* Provided records:
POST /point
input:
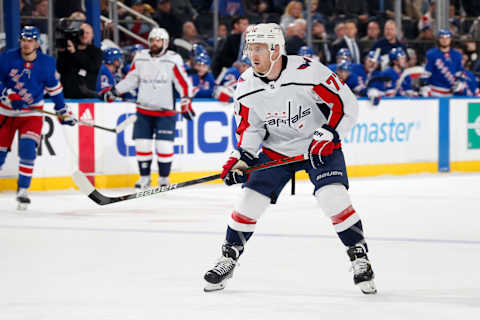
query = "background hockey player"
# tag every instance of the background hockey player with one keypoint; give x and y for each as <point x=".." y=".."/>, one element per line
<point x="153" y="71"/>
<point x="225" y="90"/>
<point x="443" y="71"/>
<point x="202" y="79"/>
<point x="352" y="80"/>
<point x="108" y="75"/>
<point x="25" y="74"/>
<point x="290" y="106"/>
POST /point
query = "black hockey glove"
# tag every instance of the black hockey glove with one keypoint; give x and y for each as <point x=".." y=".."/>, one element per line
<point x="233" y="169"/>
<point x="325" y="140"/>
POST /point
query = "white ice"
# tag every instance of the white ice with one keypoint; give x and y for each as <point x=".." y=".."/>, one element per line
<point x="67" y="258"/>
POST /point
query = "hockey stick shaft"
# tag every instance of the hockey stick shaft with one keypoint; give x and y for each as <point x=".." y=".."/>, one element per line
<point x="86" y="187"/>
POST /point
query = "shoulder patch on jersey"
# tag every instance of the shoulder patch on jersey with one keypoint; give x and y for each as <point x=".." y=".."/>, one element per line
<point x="305" y="64"/>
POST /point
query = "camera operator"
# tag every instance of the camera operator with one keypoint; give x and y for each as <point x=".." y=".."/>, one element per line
<point x="79" y="62"/>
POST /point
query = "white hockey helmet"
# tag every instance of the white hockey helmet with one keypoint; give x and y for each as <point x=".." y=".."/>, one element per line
<point x="160" y="33"/>
<point x="268" y="33"/>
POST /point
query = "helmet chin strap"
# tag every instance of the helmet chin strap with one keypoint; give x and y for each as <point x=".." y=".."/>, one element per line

* Exercise goal: Each line above that has the word "strap" should be copied.

* Output for this exercise:
query = "helmet chin strap"
# tag every instance of the helmet chin strap with one keypoint; give x and y for each as <point x=".." y=".."/>, one element per line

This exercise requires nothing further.